◆ ARTICLE
+++

On the streets there are billboards advertising the next big race. The Tour de France occupies half of all the space in the newspapers in reception. I have seen a least 20 bicycle hire companies in 3 days and have been shouted at by 2 cyclists for not giving them their legal right of way. Every road has an accompanying cycle path. Bloody cyclists.
One lap or 5.3km covered. If I trained that hard ONCE in a month back home I’d be happy.
Over the cobbles, this time at race pace, thank goodness for the headwind cutting our speed to only 25 mph. My focus was on those two earlier thoughts and then something dawned on me: I was actually keeping up on the cobbles and nobody was passing me! Finally, something I was good at out here.
Typical, I’m good at something that wrecks your bike, wrecks your backside, wrecks your back and arms and causes 10 times more crashes than tarmac.
Oh well, another experience and I’ve conquered a big fear with that one. For the next couple of laps I am in control. I remember to take big long diaphragmatic breaths where I can and I only use energy when I need to (practically all the time but hey ho). Saving energy had also meant not moving up so it had crossed my mind what level of rider I had for company back here. I was about to find out. Out of the 180 right turn and the hammer went down. I was getting the hang of it though when I realised the rider in front of me wasn’t. He couldn’t hold the wheel.
Shit.

+++

◆ INFORMATION SUPPLIED
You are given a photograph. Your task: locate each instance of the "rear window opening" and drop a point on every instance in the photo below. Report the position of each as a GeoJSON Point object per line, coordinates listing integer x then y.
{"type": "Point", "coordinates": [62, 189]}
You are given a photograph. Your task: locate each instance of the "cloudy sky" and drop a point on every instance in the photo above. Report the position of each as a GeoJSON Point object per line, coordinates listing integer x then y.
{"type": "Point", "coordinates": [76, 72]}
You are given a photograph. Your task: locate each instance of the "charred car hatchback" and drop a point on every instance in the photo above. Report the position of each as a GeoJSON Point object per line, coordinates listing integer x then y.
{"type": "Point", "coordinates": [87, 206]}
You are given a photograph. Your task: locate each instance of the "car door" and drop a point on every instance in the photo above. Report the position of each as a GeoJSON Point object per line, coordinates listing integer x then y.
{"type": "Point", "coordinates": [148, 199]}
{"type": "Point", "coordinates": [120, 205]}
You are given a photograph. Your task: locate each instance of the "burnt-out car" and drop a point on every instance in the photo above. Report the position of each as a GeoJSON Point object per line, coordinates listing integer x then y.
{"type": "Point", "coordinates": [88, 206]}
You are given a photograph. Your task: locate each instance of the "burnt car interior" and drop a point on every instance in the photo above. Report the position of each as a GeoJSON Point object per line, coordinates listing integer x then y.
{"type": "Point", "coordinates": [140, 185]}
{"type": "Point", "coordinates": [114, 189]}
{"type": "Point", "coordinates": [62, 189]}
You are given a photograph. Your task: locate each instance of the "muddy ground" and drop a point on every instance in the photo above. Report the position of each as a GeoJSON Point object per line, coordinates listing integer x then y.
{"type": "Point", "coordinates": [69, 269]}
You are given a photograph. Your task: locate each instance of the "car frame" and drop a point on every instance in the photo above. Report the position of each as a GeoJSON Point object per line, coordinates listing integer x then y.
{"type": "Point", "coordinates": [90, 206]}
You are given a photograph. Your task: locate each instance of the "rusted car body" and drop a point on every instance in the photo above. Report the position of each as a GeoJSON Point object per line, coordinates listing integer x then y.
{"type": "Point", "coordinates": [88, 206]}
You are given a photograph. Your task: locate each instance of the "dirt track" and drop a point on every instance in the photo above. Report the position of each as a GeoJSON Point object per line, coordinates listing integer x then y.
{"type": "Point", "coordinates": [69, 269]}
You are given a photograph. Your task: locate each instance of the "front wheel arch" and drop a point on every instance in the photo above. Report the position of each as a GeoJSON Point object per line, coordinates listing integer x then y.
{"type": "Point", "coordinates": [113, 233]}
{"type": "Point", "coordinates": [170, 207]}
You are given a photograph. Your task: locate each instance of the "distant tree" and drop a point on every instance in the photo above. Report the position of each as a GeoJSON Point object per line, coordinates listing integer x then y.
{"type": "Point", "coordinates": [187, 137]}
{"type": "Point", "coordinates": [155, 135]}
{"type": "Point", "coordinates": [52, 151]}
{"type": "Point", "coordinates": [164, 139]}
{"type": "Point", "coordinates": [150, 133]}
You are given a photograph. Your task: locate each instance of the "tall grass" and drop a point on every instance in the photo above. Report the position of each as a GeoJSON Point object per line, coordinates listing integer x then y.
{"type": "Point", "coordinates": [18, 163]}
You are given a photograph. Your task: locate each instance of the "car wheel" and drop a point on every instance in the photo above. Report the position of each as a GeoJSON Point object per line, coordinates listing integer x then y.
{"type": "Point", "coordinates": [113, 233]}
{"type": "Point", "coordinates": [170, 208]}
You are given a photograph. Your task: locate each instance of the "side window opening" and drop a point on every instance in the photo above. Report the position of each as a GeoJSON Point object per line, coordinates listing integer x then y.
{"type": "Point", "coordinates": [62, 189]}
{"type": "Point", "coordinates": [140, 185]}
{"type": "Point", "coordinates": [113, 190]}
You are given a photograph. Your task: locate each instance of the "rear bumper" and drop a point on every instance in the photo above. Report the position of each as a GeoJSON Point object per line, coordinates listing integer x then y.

+++

◆ WHAT IS ASKED
A – Using only the race account, decide for each statement whether it agrees with the text. Answer yes or no, and quote the deciding words. (i) The writer says every road comes with a cycle path. (ii) On the cobbles at race pace, other riders kept passing the writer. (iii) A tailwind pushed the speed over the cobbles higher.
B – Reproduce word for word the part of the race account from "One lap or 5.3km" to "at out here.".

◆ SOLVED PROBLEMS
A –
(i) Yes: "Every road has an accompanying cycle path."
(ii) No: "I was actually keeping up on the cobbles and nobody was passing me!"
(iii) No: "thank goodness for the headwind cutting our speed to only 25 mph."

B –
One lap or 5.3km covered. If I trained that hard ONCE in a month back home I’d be happy.
Over the cobbles, this time at race pace, thank goodness for the headwind cutting our speed to only 25 mph. My focus was on those two earlier thoughts and then something dawned on me: I was actually keeping up on the cobbles and nobody was passing me! Finally, something I was good at out here.